> **Problem details**: Reproduce this listing from its first line through the line with "point: snow-capped mountain", inclusive, leaving out all that follows.
___
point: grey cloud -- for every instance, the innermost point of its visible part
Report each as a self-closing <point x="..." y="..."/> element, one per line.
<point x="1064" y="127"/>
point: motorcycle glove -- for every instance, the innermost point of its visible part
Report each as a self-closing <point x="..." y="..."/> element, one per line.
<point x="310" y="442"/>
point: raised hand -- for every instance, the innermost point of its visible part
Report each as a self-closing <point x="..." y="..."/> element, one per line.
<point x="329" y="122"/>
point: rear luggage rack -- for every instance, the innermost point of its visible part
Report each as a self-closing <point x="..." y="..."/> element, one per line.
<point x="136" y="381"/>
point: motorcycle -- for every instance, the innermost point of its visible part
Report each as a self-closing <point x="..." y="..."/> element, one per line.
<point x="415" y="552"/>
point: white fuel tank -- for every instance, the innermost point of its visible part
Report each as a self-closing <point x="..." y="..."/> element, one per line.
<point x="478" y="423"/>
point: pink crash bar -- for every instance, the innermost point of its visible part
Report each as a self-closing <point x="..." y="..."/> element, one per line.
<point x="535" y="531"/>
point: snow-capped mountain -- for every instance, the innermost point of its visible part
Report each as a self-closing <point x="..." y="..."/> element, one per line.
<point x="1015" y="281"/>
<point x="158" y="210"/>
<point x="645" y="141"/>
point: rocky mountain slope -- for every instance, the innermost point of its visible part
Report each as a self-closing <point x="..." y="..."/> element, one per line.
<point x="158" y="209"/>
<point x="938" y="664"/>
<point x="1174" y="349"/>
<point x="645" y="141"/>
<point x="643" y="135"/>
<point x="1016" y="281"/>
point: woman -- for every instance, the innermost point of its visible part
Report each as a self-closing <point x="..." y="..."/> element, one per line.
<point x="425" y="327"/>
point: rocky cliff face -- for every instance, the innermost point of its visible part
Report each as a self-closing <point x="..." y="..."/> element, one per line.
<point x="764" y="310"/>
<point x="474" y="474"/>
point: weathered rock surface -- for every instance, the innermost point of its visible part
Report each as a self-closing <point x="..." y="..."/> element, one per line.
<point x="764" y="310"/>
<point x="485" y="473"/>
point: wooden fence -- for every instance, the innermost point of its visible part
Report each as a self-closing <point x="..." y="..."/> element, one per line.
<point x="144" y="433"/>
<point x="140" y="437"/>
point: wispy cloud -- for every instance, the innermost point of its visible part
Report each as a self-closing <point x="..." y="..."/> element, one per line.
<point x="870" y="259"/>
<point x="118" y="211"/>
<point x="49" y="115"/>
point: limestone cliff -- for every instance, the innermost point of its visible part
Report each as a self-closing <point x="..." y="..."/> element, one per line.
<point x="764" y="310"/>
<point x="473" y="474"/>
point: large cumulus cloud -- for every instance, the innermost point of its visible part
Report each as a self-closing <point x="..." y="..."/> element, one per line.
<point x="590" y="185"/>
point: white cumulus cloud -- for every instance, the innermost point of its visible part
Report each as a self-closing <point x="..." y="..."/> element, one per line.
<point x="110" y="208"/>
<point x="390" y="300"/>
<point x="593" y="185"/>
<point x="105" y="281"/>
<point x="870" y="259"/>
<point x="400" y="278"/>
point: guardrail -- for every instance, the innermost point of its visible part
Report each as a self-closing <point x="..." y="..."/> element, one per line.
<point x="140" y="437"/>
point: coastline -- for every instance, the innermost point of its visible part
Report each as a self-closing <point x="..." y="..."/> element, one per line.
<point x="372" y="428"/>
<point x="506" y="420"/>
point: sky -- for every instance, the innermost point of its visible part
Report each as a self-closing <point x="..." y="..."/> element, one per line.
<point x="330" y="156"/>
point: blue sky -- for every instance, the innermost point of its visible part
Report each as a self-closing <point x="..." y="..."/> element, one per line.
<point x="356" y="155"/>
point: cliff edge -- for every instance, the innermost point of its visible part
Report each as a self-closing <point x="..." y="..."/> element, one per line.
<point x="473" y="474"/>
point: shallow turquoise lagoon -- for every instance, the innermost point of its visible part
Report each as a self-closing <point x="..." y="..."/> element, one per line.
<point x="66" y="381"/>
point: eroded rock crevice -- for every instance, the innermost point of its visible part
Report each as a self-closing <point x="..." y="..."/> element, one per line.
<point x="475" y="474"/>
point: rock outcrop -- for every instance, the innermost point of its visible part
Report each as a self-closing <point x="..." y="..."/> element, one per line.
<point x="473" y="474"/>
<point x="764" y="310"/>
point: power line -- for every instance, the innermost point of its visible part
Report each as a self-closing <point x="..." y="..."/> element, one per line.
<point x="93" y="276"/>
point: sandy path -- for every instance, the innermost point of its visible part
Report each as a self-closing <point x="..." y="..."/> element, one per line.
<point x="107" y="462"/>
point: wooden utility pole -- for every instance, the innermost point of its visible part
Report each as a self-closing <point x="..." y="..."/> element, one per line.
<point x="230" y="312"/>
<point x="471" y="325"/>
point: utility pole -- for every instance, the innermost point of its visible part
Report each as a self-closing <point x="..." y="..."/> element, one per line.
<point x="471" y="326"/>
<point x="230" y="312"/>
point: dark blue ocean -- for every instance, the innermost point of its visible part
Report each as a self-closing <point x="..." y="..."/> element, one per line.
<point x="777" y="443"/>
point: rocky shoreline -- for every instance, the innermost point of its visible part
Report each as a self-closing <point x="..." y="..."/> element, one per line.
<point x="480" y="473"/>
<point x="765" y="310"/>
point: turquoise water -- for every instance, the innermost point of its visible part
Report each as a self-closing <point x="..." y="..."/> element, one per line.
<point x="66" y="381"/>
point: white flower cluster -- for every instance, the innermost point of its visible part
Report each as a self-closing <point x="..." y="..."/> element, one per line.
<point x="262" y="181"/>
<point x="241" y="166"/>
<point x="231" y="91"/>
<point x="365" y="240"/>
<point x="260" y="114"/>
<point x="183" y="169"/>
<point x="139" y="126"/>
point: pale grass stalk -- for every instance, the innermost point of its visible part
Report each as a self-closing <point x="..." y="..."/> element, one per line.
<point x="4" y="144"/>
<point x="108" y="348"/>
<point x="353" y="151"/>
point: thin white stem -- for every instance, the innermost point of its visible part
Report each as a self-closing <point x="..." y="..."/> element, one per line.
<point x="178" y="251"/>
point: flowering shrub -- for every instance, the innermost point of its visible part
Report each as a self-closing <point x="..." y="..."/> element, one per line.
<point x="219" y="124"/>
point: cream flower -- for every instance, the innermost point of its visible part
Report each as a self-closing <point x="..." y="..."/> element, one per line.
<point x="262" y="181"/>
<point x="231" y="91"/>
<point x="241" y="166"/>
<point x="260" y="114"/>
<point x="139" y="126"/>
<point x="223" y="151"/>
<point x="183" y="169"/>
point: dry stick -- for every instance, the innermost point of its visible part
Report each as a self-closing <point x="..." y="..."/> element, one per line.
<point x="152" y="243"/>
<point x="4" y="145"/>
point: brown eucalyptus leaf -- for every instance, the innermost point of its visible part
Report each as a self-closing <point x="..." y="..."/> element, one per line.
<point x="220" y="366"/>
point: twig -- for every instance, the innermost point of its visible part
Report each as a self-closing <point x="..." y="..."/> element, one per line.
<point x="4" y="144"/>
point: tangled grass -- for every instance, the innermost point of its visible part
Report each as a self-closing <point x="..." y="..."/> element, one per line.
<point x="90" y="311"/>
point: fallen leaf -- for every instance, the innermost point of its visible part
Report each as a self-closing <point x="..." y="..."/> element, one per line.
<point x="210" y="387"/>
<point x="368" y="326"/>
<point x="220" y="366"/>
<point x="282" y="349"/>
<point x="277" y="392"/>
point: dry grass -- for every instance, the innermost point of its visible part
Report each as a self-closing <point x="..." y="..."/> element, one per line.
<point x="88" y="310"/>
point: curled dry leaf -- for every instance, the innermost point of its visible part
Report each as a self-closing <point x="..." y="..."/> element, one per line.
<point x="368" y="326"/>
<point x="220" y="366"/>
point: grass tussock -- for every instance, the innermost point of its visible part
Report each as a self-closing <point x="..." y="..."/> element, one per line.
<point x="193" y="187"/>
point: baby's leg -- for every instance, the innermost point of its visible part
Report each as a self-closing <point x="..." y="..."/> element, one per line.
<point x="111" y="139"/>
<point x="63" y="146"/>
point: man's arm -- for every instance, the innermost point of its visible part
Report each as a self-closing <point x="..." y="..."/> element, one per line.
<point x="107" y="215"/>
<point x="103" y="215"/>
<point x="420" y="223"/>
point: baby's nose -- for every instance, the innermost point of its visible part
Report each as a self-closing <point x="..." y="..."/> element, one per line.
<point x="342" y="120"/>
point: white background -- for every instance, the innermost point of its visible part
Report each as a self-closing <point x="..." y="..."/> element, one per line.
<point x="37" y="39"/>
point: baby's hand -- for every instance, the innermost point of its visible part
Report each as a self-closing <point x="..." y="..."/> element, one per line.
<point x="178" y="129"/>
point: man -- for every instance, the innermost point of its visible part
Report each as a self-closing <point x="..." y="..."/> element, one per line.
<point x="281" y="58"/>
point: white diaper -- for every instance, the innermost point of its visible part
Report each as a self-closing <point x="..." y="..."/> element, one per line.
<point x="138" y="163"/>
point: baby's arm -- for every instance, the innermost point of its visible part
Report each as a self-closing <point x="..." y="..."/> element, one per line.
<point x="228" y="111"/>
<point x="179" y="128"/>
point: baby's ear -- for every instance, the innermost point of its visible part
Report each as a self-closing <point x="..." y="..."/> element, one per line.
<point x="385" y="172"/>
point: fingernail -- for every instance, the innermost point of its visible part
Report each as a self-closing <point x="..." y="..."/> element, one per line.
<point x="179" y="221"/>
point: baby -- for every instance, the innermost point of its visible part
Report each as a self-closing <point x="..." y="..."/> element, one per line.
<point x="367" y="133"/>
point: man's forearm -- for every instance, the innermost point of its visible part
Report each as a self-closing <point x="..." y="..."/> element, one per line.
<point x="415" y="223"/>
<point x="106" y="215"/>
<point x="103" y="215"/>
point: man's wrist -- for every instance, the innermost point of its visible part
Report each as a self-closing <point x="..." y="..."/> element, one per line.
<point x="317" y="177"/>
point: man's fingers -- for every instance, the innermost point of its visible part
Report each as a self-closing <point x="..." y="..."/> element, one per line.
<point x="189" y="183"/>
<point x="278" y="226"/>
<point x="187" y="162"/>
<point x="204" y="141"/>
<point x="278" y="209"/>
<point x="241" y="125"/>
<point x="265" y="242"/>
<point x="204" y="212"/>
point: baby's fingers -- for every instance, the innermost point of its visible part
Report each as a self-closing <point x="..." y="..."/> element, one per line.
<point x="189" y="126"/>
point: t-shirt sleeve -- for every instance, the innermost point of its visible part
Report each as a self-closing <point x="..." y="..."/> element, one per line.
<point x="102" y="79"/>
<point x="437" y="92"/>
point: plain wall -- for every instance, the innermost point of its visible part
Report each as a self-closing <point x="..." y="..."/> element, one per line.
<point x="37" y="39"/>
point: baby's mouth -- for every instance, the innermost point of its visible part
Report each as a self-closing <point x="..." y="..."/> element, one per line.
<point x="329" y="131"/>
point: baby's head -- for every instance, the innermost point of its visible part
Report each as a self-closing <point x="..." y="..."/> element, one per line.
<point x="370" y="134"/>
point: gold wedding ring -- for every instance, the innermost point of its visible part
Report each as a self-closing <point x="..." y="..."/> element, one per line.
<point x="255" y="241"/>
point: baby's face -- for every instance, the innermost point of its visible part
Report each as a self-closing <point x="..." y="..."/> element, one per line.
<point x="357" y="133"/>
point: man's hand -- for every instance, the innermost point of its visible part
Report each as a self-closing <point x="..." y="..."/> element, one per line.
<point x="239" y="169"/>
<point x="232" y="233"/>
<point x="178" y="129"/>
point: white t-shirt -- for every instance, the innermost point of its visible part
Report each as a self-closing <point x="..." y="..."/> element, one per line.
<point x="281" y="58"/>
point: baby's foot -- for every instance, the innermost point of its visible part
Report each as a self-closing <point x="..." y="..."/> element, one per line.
___
> **Response area**:
point: grey cloud -- for every instance, the innermost point of its visible part
Report each as a self-closing <point x="..." y="..."/> element, one per line.
<point x="1064" y="127"/>
point: motorcycle glove -- for every instance, the innermost point of its visible part
Report each as a self-closing <point x="..." y="..."/> element, one per line.
<point x="310" y="442"/>
point: raised hand -- for every instance, the innermost point of its visible part
Report each as a self-closing <point x="..." y="..."/> element, one per line.
<point x="329" y="122"/>
point: rear luggage rack -- for every instance, the innermost point of its visible part
Report each as a self-closing <point x="..." y="..."/> element, one per line.
<point x="136" y="381"/>
point: motorcycle -- for every instance, the innermost point of its visible part
Report each as a self-closing <point x="..." y="..."/> element, one per line.
<point x="415" y="552"/>
point: white fuel tank -- for every instance, the innermost point of its visible part
Report each as a self-closing <point x="..." y="..."/> element, one per line.
<point x="478" y="423"/>
point: pink crash bar -- for every instance, the innermost point of its visible part
Report each as a self-closing <point x="..." y="..."/> element, one per line.
<point x="535" y="531"/>
point: snow-capped mountain -- for every instance, the innermost point of its visible part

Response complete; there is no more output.